What is being asked -
Write the material out again exactly as it stands.

Task input -
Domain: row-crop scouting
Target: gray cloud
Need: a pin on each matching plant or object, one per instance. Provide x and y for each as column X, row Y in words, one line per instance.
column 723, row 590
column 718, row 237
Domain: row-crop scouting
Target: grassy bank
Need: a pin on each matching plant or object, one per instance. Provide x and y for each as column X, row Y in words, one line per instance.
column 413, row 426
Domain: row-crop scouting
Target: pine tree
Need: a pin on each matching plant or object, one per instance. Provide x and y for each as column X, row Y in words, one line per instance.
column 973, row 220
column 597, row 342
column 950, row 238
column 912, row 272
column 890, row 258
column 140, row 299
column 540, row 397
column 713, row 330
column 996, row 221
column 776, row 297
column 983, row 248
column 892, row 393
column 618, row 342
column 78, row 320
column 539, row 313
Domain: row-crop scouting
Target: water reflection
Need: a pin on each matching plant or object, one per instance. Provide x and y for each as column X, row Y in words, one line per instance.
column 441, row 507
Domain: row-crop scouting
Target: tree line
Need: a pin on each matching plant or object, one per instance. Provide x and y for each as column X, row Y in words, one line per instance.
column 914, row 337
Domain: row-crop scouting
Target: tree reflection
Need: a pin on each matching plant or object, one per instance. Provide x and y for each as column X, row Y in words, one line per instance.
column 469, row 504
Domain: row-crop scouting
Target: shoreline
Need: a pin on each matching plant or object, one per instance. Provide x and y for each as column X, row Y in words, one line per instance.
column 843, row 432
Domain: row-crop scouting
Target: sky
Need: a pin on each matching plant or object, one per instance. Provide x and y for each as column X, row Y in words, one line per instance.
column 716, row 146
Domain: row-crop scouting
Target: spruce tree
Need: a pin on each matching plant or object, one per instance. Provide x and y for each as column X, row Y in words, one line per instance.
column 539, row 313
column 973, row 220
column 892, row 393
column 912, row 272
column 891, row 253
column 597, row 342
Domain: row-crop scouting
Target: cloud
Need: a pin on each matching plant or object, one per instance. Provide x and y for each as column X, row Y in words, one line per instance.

Exercise response -
Domain: row-crop scouting
Target: gray cloud
Need: a pin on each matching plant or object, one per instance. Provide x and y for each as column X, row Y in words, one line per instance.
column 723, row 590
column 718, row 237
Domain: row-crop scouting
Target: grassy bank
Need: a pin on each matching plant or object, one per instance. Provide x and y for each as column X, row Y in words, one line per instance.
column 413, row 426
Domain: row-crop scouting
Target: pine tree
Need: a pin on each matching plant or object, one per instance. Provide x and y for each as column X, row Y in words, one line per instance.
column 973, row 220
column 597, row 342
column 950, row 238
column 912, row 272
column 890, row 258
column 140, row 299
column 540, row 397
column 713, row 330
column 996, row 221
column 776, row 297
column 983, row 248
column 892, row 393
column 618, row 342
column 78, row 320
column 539, row 313
Domain: row-crop scouting
Target: water reflection
Need: a pin on each matching plant or object, one per instance. Provide x and y for each as column X, row Y in words, one line per instance.
column 441, row 507
Domain: row-crop scouting
Target: tree line
Need: a pin on each matching plant or object, one per instance. Provide x and y for each as column X, row Y in words, one line per instance.
column 914, row 337
Domain: row-crop scouting
Target: tree reflection
Need: a pin on each matching plant or object, one per instance. Provide x and y for each as column X, row Y in words, one line per instance.
column 469, row 504
Domain: row-crop scouting
Target: shoreline
Need: a pin on each matching plant or object, one per instance. Provide x and y for each as column X, row Y in words, one line per instance.
column 843, row 432
Domain: row-crop scouting
Target: sky
Need: a pin on each matching plant or object, one per instance. Provide x and y for each as column X, row Y in words, one line per instance.
column 716, row 146
Domain: row-crop scouting
Target: spruce tree
Need: a pin on each matching plant or object, one per instance. Provide x and y for each as column X, row Y in words, one line per instance.
column 539, row 313
column 973, row 220
column 892, row 393
column 912, row 272
column 891, row 253
column 597, row 342
Domain: row-crop scouting
Target: cloud
Need: a pin on each matching plant or object, one per instance. Provide x and y for each as column X, row Y in words, one line per instance.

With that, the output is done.